=== Section Start ===
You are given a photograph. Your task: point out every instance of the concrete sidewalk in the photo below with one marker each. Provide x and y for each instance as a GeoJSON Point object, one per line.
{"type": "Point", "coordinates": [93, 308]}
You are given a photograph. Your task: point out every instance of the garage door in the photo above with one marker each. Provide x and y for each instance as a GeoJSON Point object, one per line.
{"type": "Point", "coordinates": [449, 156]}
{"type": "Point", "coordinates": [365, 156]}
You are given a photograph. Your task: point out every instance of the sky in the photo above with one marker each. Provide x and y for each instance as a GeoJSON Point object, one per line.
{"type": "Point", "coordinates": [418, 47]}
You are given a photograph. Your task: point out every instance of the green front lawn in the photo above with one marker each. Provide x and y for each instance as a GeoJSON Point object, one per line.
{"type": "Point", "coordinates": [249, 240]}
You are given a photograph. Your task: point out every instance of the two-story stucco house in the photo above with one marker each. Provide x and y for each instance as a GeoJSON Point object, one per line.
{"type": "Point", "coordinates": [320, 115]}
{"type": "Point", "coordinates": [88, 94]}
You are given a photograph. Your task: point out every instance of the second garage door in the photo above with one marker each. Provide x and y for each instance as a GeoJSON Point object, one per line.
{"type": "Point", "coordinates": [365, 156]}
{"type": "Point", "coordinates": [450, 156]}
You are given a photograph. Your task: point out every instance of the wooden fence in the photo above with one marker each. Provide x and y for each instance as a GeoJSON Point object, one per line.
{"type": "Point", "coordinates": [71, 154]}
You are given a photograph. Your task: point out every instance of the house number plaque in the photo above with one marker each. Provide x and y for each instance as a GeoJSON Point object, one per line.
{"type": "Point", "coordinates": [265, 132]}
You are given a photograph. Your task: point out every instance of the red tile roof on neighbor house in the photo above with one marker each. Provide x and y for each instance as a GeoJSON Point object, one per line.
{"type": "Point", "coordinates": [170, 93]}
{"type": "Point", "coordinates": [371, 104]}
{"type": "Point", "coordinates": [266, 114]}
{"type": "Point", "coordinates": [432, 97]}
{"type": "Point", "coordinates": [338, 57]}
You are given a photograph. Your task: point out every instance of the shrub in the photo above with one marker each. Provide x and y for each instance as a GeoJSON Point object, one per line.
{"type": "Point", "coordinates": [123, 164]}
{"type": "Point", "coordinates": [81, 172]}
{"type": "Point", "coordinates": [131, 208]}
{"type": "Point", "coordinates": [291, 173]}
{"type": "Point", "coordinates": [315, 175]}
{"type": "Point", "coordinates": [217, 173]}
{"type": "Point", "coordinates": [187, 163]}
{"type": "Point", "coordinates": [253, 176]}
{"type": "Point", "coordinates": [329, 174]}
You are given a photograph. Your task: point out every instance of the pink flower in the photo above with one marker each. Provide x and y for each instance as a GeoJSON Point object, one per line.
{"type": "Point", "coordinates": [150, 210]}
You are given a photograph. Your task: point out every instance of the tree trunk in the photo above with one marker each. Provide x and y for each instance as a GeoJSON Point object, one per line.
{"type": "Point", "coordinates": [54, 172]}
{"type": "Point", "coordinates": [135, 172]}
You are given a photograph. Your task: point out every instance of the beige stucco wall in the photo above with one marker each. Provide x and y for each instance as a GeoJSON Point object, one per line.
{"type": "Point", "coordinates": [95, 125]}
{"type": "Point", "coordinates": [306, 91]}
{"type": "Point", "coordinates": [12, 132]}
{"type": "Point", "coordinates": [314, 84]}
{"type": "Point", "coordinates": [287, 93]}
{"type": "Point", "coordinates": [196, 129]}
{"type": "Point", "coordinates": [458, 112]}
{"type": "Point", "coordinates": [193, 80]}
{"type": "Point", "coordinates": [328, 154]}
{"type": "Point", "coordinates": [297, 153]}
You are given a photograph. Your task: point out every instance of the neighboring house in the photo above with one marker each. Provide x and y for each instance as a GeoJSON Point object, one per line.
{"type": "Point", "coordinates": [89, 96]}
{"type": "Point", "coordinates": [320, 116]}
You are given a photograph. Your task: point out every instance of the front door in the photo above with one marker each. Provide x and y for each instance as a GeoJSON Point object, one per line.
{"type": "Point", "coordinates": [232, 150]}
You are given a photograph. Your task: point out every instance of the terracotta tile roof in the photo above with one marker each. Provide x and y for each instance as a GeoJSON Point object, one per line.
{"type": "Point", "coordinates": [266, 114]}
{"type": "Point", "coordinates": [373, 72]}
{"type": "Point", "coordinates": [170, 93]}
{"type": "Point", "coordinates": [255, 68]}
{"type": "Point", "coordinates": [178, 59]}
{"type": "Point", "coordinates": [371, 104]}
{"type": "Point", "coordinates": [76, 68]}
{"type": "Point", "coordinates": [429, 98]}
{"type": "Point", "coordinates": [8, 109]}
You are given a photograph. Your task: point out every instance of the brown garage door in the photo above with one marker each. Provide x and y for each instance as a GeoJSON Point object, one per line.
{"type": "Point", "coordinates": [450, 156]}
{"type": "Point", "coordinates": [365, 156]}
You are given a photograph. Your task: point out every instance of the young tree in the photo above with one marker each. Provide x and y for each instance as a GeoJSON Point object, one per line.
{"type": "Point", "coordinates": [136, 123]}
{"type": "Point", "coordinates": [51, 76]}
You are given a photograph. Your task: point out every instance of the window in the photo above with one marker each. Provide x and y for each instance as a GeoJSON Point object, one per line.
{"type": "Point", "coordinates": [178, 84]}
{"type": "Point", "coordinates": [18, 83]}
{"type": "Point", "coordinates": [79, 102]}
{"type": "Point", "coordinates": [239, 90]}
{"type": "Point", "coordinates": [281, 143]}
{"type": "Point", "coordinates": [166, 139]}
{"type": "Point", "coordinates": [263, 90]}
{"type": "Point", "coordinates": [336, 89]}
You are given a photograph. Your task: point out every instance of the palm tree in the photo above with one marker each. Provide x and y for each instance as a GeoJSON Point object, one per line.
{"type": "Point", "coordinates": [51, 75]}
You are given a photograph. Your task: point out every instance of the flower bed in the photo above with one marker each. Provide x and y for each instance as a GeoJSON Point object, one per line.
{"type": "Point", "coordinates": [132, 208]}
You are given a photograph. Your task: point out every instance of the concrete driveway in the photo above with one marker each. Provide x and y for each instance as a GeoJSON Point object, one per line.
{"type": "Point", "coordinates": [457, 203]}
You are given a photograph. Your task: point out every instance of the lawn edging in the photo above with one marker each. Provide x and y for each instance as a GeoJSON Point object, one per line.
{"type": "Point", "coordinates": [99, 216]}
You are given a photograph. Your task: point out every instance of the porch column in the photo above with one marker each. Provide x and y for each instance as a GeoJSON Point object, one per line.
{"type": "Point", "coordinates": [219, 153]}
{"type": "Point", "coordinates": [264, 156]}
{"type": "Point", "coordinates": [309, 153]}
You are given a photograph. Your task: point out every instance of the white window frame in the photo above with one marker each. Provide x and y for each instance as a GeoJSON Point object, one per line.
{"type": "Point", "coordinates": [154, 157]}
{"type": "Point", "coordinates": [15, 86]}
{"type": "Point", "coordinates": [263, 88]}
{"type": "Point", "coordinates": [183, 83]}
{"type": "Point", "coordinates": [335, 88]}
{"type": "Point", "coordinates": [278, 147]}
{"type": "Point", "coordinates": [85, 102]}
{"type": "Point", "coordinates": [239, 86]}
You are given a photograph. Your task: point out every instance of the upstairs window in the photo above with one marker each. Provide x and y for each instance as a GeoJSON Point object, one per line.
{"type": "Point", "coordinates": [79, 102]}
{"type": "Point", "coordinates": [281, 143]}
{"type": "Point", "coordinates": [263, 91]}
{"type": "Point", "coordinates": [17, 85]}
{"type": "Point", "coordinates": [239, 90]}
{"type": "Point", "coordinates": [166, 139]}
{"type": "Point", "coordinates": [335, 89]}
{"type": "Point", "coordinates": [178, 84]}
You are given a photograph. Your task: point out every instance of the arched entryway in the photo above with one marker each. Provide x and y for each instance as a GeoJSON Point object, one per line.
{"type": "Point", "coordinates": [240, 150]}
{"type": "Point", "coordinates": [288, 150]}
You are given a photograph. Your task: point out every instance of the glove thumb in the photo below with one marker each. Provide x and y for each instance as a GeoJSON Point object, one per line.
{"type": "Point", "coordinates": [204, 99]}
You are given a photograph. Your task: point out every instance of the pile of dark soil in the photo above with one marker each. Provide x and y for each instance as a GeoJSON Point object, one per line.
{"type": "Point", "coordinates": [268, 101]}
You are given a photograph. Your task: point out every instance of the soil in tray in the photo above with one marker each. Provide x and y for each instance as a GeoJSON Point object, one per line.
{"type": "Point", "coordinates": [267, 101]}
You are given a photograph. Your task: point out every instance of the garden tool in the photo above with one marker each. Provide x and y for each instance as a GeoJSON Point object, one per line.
=== Section End ===
Your objective
Taking the line with "of the soil" as the first, copy every line through the end of the entries above exactly, with no others.

Result for this exercise
You are given a photograph. Your task: point out every instance of the soil in tray in the photo above with one marker each. Provide x and y for each instance as a GeoJSON Point object, one per line.
{"type": "Point", "coordinates": [267, 101]}
You are given a photograph. Your task: point out every instance of the garden tool in the photo above with one marker each. Provide x and y for each instance as a GeoJSON Point object, one per line.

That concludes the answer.